» Task directions
Copy out every line of the entries below, substituting "scorched" for each occurrence of "charred" and leaving everything else unchanged.

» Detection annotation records
-=-=-=-=-
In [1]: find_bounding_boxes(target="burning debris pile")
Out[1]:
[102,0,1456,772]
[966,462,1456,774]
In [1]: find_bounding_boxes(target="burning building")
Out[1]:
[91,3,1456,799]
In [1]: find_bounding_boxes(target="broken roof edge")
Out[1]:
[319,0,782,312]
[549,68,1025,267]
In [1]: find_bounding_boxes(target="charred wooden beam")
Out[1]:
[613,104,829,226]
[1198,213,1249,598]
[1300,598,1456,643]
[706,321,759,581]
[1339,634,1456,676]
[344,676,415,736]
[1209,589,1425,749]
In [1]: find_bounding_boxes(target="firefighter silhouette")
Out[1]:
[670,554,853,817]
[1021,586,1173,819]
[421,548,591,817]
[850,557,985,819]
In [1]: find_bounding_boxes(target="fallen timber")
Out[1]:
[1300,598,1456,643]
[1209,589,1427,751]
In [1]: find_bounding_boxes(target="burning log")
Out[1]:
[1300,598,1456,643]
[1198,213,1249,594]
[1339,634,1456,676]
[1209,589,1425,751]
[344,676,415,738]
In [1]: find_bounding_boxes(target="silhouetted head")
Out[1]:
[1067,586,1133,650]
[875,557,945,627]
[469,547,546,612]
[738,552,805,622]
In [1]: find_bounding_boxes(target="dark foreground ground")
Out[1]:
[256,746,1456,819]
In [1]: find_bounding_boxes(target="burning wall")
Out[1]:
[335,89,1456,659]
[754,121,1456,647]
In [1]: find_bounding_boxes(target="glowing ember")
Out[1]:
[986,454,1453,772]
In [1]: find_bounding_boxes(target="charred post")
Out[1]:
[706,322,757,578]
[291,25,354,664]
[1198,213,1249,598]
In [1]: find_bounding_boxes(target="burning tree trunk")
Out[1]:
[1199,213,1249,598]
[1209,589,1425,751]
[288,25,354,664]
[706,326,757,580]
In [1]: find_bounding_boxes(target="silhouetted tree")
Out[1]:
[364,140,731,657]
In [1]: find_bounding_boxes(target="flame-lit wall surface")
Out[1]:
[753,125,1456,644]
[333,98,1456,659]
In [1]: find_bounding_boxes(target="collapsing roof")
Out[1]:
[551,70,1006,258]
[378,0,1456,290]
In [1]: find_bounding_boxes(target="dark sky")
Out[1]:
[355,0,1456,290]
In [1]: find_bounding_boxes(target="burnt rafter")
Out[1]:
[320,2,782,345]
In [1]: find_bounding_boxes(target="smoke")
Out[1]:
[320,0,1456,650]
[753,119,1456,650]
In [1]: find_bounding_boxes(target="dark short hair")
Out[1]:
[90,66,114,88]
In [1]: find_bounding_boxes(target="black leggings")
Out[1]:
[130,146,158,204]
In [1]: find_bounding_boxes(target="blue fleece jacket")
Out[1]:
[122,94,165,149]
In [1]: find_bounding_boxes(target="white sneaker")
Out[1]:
-=-=-=-=-
» Reply to the exercise
In [1]: find_bounding_boxes(target="burning debris pile")
Out[1]:
[102,0,1456,772]
[966,462,1456,774]
In [1]: find_bounding_boxes(target="burning building")
Out[1]:
[91,3,1456,799]
In [1]: find_bounding_boxes(target="broken roof edge")
Out[1]:
[319,0,782,312]
[549,68,1025,267]
In [1]: find_bounding_boxes(target="scorched wooden beam")
Out[1]:
[613,104,829,226]
[1198,213,1249,598]
[1300,598,1456,643]
[706,321,759,581]
[1339,634,1456,676]
[344,676,415,736]
[1209,589,1425,749]
In [1]: find_bounding_boxes(target="firefighter silhouette")
Out[1]:
[670,554,853,817]
[1021,586,1173,819]
[421,548,591,817]
[850,557,985,819]
In [1]: find_bounding_boxes(target="fallen timber")
Out[1]:
[1300,598,1456,643]
[1209,589,1427,751]
In [1]: find_bounding_boxes(target="burning log")
Out[1]:
[1300,598,1456,643]
[1198,213,1249,594]
[1339,634,1456,676]
[1209,589,1425,751]
[344,676,415,738]
In [1]: find_bounding_boxes(target="silhouetted head")
Out[1]:
[1067,586,1133,650]
[875,557,945,627]
[469,547,546,612]
[738,552,805,622]
In [1]: find_bounding_boxes(target="dark foreground ground")
Out[1]:
[256,746,1456,819]
In [1]: find_bounding_boxes(target="burning wall")
Out[1]:
[335,89,1456,659]
[754,121,1456,647]
In [1]: find_bounding_boxes(target="glowing ember")
Out[1]:
[986,454,1453,772]
In [1]: find_bounding_boxes(target="scorched post")
Out[1]:
[706,322,757,578]
[291,25,354,664]
[1198,213,1249,598]
In [1]: find_bounding_boxes(target="burning tree trunk")
Out[1]:
[1199,213,1249,598]
[1209,589,1425,751]
[288,25,354,664]
[706,326,757,580]
In [1]: find_bounding_boxes(target="silhouetted tree")
Out[1]:
[364,140,731,657]
In [1]: find_bounding_boxes(target="flame-lit wall surface")
Out[1]:
[753,125,1456,644]
[333,98,1456,659]
In [1]: find_bounding_boxes(target="collapsing roof")
Out[1]:
[551,70,1006,258]
[378,0,1456,290]
In [1]: find_bounding_boxes(target="dark sky")
Out[1]:
[355,0,1456,290]
In [1]: find_bounding_boxes(target="burnt rafter")
Out[1]:
[320,2,782,345]
In [1]: find_bounding_boxes(target="smoke")
Out[1]:
[320,0,1456,650]
[753,119,1456,650]
In [1]: find_bounding_boxes(target="dark short hair")
Out[1]:
[90,66,114,88]
In [1]: find_bounding_boxes(target="black leggings")
Out[1]:
[130,146,158,204]
In [1]: find_bounding_boxes(target="blue fleece jacket")
Out[1]:
[122,94,165,149]
In [1]: find_bounding_boxes(target="white sneaker")
Out[1]:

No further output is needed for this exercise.